Magic has been sort of an outlet for me through the years, but I decided to go even further with it and to spend more of my life in pursuit of just really enjoying myself and having fun. And the medicine show is doing exactly that for me. I’m having fun with it, mainly because other people are having fun with it.

I actually saw probably the last of the old-time medicine shows back in the early ‘40s, in South Philadelphia, complete with the Indian up on a little platform. I was about 5 or 6 years old at the time, and that image has sort of stayed with me.

A few years ago, I came across a book in Laguna called “Step Right Up,” about medicine shows, and that sort of renewed my interest in the whole idea. And I was thinking, what could I do with the concept? The medicine show depended on variety entertainment, on bizarre, kind of weird, fun, nutty stuff to capture the attention of people.

(Given data)

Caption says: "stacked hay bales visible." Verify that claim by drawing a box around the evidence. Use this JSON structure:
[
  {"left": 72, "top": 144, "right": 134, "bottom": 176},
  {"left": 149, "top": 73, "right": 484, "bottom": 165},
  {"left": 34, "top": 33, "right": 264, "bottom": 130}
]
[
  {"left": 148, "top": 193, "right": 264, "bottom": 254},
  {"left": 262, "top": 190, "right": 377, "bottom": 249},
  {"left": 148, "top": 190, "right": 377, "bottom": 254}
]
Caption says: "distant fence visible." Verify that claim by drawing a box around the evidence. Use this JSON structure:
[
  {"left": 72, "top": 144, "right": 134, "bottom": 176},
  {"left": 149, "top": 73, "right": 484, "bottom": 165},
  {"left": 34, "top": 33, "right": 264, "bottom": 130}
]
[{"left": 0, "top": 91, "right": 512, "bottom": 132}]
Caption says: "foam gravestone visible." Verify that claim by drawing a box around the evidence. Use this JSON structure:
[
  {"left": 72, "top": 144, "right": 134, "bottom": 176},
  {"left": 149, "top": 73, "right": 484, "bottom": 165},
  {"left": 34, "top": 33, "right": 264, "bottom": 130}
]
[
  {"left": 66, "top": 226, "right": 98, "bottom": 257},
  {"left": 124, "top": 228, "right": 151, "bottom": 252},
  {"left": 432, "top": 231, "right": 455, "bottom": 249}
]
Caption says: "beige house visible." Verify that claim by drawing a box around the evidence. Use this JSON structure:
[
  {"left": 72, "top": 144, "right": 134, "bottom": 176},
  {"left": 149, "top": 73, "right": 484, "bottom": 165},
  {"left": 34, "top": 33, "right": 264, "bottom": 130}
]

(Activity 1)
According to the medicine show text, what book renewed the narrator's interest in medicine shows?
(Activity 2)
From the medicine show text, reproduce word for word the part that opens with the words containing "Magic has been" and closes with "attention of people.".

(Solution 1)
A book about medicine shows called “Step Right Up,” found in Laguna.

(Solution 2)
Magic has been sort of an outlet for me through the years, but I decided to go even further with it and to spend more of my life in pursuit of just really enjoying myself and having fun. And the medicine show is doing exactly that for me. I’m having fun with it, mainly because other people are having fun with it.

I actually saw probably the last of the old-time medicine shows back in the early ‘40s, in South Philadelphia, complete with the Indian up on a little platform. I was about 5 or 6 years old at the time, and that image has sort of stayed with me.

A few years ago, I came across a book in Laguna called “Step Right Up,” about medicine shows, and that sort of renewed my interest in the whole idea. And I was thinking, what could I do with the concept? The medicine show depended on variety entertainment, on bizarre, kind of weird, fun, nutty stuff to capture the attention of people.